┌─ Records provided

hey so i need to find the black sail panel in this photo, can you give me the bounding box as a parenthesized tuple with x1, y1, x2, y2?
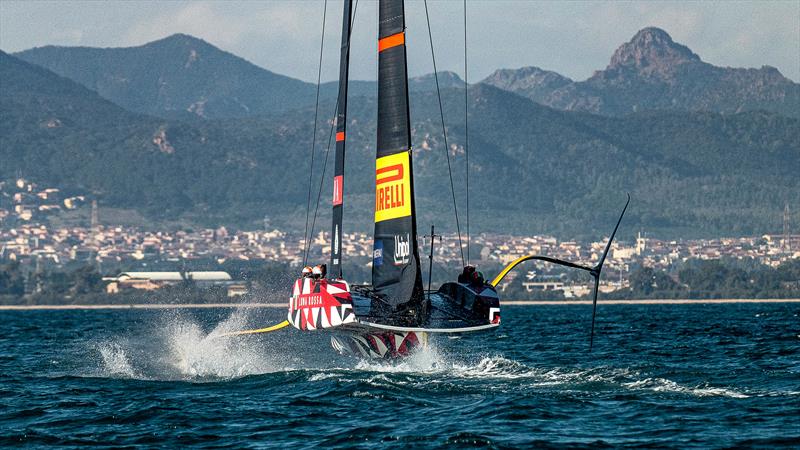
(372, 0, 424, 310)
(330, 0, 354, 278)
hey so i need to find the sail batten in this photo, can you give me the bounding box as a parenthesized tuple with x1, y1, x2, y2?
(330, 0, 354, 278)
(372, 0, 424, 310)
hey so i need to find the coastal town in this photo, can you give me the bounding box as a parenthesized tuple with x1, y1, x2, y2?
(2, 178, 797, 298)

└─

Instructions for the task: Only the last part of the records is wanted. Repeat it exactly, beginning at the line containing "hey so i need to find the sail" and ending at the final line.

Written reply:
hey so i need to find the sail batten in this photo, can you give me the bounding box as a parenthesized tuple with x1, y1, x2, y2?
(330, 0, 354, 278)
(372, 0, 424, 310)
hey so i need to find the coastal town in this photo, can you give me the bounding box as a parenthesized tuple with x1, y1, x2, y2?
(2, 178, 797, 298)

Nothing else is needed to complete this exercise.